Instructions for the task:
Copy the data exactly, keeping every line intact.

Extracted records:
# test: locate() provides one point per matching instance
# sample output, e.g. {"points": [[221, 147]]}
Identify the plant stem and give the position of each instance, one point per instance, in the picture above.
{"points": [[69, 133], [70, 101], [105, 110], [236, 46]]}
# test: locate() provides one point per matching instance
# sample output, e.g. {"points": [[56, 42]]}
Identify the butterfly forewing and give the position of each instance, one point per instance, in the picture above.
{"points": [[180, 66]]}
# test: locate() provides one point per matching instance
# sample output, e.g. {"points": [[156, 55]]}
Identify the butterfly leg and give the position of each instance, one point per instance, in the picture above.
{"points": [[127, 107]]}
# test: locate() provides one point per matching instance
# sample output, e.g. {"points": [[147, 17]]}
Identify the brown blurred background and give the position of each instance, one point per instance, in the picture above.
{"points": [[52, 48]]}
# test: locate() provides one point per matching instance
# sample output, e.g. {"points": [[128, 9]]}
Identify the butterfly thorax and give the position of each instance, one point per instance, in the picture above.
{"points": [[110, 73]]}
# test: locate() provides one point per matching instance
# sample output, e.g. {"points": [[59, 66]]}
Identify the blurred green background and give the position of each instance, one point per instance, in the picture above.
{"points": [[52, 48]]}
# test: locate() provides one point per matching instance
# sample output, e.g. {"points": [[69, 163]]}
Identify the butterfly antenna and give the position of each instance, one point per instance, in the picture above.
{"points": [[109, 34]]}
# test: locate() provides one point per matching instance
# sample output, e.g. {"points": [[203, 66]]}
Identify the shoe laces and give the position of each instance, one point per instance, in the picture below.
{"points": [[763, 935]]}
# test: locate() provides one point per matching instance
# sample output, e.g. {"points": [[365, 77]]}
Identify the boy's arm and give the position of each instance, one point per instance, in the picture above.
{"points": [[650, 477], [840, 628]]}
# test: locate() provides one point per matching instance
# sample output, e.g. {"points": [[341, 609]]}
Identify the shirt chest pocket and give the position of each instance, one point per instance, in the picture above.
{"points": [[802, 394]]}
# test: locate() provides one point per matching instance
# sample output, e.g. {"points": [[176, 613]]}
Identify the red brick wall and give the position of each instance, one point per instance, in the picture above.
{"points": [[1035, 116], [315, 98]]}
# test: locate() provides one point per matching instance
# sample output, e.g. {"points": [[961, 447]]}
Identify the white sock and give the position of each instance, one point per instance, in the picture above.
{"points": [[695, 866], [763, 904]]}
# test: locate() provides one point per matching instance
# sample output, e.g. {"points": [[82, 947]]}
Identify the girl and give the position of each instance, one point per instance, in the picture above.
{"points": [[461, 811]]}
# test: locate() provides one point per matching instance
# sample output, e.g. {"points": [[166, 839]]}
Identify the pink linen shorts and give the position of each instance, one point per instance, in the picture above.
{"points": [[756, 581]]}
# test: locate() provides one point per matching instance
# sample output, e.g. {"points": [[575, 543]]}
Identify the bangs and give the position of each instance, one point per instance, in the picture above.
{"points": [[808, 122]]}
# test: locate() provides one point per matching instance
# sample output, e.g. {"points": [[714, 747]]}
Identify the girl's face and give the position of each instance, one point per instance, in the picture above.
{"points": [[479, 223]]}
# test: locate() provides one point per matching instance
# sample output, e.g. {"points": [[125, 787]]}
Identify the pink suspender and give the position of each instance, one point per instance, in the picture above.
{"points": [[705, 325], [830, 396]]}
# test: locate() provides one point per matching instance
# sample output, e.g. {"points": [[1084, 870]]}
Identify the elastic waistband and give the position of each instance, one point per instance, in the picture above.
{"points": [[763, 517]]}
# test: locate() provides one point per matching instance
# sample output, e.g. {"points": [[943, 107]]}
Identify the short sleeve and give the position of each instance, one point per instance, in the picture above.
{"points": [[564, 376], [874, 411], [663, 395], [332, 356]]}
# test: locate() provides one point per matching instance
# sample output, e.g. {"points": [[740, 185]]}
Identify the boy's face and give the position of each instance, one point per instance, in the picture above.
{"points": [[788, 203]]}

Output for this task:
# test: locate() provides one point per matching instance
# sample output, e.g. {"points": [[221, 147]]}
Identify the plant stem and give the position of each instance, one point per instance, in the picture above.
{"points": [[69, 133], [70, 101], [105, 110], [236, 46]]}
# test: locate() provides one point per matching instance
# sample output, e.g. {"points": [[56, 42]]}
Identify the butterfly forewing and give the position of each instance, one point per instance, in the picture above.
{"points": [[180, 66]]}
# test: locate() provides one point per matching instance
# sample output, e.g. {"points": [[156, 55]]}
Identify the butterfly leg and give the position of each instance, one point per instance, in the picture above.
{"points": [[127, 107]]}
# test: locate() provides one point per matching instance
# sample output, e.g. {"points": [[147, 17]]}
Identify the brown blurred background and give the position of each instance, one point per instance, in the picture above.
{"points": [[52, 48]]}
# test: locate() provides one point per matching instance
# sample output, e.g. {"points": [[128, 9]]}
Identify the butterfly thorax and give the position of each instance, one point per instance, in the picture above.
{"points": [[110, 73]]}
# test: locate() provides one point per matching instance
# sample output, e.g. {"points": [[59, 66]]}
Identify the blurred green background and give the position of each instance, one point per instance, in the picture above.
{"points": [[52, 48]]}
# test: locate() provides one point per matching instance
# sample output, e.g. {"points": [[69, 163]]}
Identify the butterfly antenna and give the position of each instance, one point per instance, in the picture above.
{"points": [[109, 34]]}
# test: locate() provides one point per matching instance
# sample output, e.g. {"points": [[203, 66]]}
Identify the shoe laces and give the position of each instance, one point per instance, in the picture below.
{"points": [[763, 935]]}
# test: locate() provides one point per matching instance
# sample output, e.g. {"points": [[365, 77]]}
Identify the boy's arm and give the position of each instance, one point per instance, in the picture above.
{"points": [[650, 477], [840, 628]]}
# test: locate() provides one point per matching instance
# sample output, e.g. {"points": [[341, 609]]}
Identify the shirt chest pocket and give the position of each instance, one point per instance, in the picture above.
{"points": [[802, 394]]}
# test: locate() provides one point per matching instance
# sample output, e.g. {"points": [[176, 613]]}
Identify the red brick wall and give the position of each instance, one point per instance, in the picture above.
{"points": [[1035, 116], [315, 98]]}
# test: locate() provides one point per matching instance
# sample output, e.g. {"points": [[961, 447]]}
Identify the white sock and give the position of each instance, one point per instance, in the picture above.
{"points": [[695, 866], [763, 904]]}
# test: locate() provides one point per matching instance
# sample output, e.g. {"points": [[82, 947]]}
Identify the girl and give the position of each instance, one point per instance, in the picture above.
{"points": [[461, 811]]}
# test: locate() provides one point per matching instance
# sample output, e.g. {"points": [[166, 839]]}
Identify the pink linen shorts and give the position of each instance, one point per instance, in the picture above.
{"points": [[756, 581]]}
# test: locate() provides one point per matching instance
# sample output, e.g. {"points": [[575, 543]]}
Identify the bangs and give the position of each instance, one point per instance, in the picture above.
{"points": [[808, 122]]}
# test: locate() provides one point per matching instance
# sample output, e.g. {"points": [[714, 747]]}
Identify the girl's face and give the position of each instance, one point per instance, in the picture above.
{"points": [[479, 223]]}
# test: locate() provides one point per matching instance
# sample output, e.g. {"points": [[125, 787]]}
Identify the pink suspender and give the position of each instance, one point per instance, in the picture above.
{"points": [[705, 325], [830, 396]]}
# test: locate() provides one point per matching instance
# sample output, e.g. {"points": [[1084, 870]]}
Identify the elastic waistband and give the position of each instance, one point per instance, in the picture above.
{"points": [[763, 517]]}
# test: locate() provides one point per matching instance
# sample output, e.g. {"points": [[943, 107]]}
Identify the short sleeve and give the position of each instance, one point per instance, in the picture above.
{"points": [[564, 376], [874, 411], [663, 395], [332, 356]]}
# test: locate() provides one point per matching instance
# sample output, e.g. {"points": [[740, 185]]}
Identify the boy's face and give the position of each instance, one point per instance, in the picture above.
{"points": [[788, 203]]}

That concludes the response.